*TEXTE*
###
Dans l'intervalle, l'assureur avait informé K.________ de son intention de procéder à une dernière expertise ciblée sur l'aspect de la colonne dorsale en proposant deux experts, dont le docteur T.________, spécialiste en neuro-chirurgie (lettre du 3 novembre 2006). Après que la Cour des assurances sociales du Tribunal cantonal vaudois a rejeté la demande de récusation dirigée contre ce médecin (jugement incident du 26 juin 2007), le docteur T.________ a établi une expertise et rendu son rapport le 26 février 2008.
Par décision sur opposition du 4 juin 2008, l'assureur a confirmé sa décision du 21 septembre 2005.
B.
K.________ a recouru contre la décision sur opposition devant la Cour des assurances sociales du Tribunal cantonal vaudois en concluant au versement des prestations LAA au-delà du 9 septembre 2004, subsidiairement à la mise en oeuvre d'une contre-expertise multidisciplinaire.
Statuant le 8 décembre 2009, la juridiction cantonale a rejeté le recours.
C.
K.________ interjette un recours en matière de droit public contre le jugement cantonal, dont il demande l'annulation en concluant, sous suite de frais et dépens, au renvoi de la cause à l'assureur-accidents pour nouvelle expertise médicale.
L'assureur conclut au rejet du recours, tandis que l'Office fédéral de la santé publique a renoncé à se déterminer.
Considérant en droit:
1.
Le litige porte sur le point de savoir si l'intimée était fondée par sa décision sur opposition du 4 juin 2008, à supprimer le droit du recourant aux prestations de l'assurance-accidents à partir du 9 septembre 2004.
Dans la procédure de recours concernant l'octroi ou le refus de prestations en espèces de l'assurance-accidents, le Tribunal fédéral n'est pas lié par l'état de fait constaté par la juridiction inférieure (art. 97 al. 2 LTF).
2.
Le jugement entrepris expose de manière correcte les dispositions légales et les principes jurisprudentiels applicables en l'occurrence, de sorte qu'il suffit d'y renvoyer.
3.
3.1 Les premiers juges ont considéré qu'il n'existe pas de lien de causalité naturelle entre les maux de dos dont souffre encore l'assuré et l'accident du 8 mars 2004. Ils se sont fondés principalement sur l'expertise du docteur T.________ du 26 février 2008 dont l'appréciation convaincante justifiait de s'écarter du point de vue du docteur R.________, selon lequel les dorsalgies étaient dues à l'accident.
###
*OBJECTIF*
Réponds à ces questions sur le texte ci-dessus.
1. À quelle date l'assureur a-t-il rendu sa décision sur opposition ?
2. Quel jour la juridiction cantonale a-t-elle rejeté le recours ?
3. À quelle date a eu lieu l'accident dont parle le point 3.1 ?
###
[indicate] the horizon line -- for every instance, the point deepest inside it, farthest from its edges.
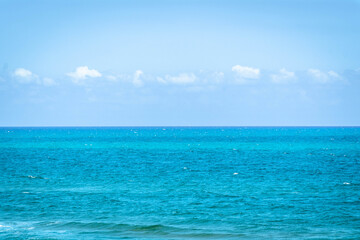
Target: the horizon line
(172, 126)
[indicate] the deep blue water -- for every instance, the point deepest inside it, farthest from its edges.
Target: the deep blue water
(179, 183)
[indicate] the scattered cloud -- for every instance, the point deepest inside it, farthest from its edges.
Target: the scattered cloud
(183, 78)
(137, 78)
(283, 76)
(244, 73)
(48, 81)
(82, 73)
(23, 73)
(324, 77)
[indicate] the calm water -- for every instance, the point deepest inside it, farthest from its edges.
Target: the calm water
(179, 183)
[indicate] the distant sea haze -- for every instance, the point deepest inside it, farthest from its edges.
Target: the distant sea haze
(180, 183)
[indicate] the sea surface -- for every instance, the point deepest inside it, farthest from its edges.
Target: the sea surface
(180, 183)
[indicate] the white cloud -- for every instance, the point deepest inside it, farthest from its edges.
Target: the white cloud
(23, 73)
(283, 76)
(26, 76)
(246, 72)
(48, 81)
(324, 77)
(82, 73)
(137, 78)
(183, 78)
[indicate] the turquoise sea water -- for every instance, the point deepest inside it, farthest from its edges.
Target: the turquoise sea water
(179, 183)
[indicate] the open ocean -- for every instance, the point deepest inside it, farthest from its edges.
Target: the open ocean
(180, 183)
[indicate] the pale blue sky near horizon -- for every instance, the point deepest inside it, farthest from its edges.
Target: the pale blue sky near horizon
(179, 63)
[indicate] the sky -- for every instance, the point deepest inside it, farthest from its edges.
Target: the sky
(180, 63)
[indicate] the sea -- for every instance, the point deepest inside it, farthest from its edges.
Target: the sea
(180, 183)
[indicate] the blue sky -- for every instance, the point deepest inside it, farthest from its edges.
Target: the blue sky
(148, 63)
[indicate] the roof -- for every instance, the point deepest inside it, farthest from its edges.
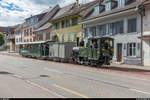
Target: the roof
(72, 9)
(39, 42)
(44, 27)
(113, 11)
(147, 2)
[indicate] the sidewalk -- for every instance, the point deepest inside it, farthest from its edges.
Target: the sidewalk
(10, 53)
(139, 71)
(131, 66)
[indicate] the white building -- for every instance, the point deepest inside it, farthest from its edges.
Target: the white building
(18, 37)
(120, 20)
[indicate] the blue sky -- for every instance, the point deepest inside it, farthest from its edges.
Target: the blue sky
(14, 12)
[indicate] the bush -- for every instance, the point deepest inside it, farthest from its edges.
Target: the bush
(2, 41)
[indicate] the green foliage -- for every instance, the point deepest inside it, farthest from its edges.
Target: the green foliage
(2, 41)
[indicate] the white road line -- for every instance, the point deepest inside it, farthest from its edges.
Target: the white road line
(139, 91)
(53, 70)
(17, 76)
(45, 89)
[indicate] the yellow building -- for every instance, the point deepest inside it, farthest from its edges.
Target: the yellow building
(66, 27)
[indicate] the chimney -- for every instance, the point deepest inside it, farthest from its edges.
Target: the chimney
(77, 3)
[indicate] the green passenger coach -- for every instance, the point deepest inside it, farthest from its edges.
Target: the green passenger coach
(34, 49)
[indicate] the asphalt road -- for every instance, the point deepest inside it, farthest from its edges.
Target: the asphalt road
(36, 78)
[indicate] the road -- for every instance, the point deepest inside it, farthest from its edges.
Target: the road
(22, 77)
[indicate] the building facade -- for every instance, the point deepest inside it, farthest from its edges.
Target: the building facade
(43, 28)
(120, 20)
(43, 33)
(29, 27)
(146, 34)
(65, 22)
(18, 37)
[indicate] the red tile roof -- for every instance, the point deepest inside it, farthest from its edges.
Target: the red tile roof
(116, 10)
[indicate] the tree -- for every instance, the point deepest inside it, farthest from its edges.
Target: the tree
(2, 41)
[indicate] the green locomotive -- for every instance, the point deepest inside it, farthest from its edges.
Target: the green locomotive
(98, 51)
(34, 49)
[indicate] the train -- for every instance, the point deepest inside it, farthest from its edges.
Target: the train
(96, 52)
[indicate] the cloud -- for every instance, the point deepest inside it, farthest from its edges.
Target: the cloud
(14, 12)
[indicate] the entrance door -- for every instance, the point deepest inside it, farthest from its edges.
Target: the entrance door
(119, 52)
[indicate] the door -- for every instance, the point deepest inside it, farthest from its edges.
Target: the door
(119, 52)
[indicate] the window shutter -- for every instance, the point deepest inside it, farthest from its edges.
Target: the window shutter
(138, 50)
(125, 50)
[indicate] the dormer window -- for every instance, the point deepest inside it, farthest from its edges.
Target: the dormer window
(110, 4)
(127, 2)
(121, 3)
###
*ZONE DE RÉPONSE*
1. Le 4 juin 2008.
2. Le 8 décembre 2009.
3. Le 8 mars 2004.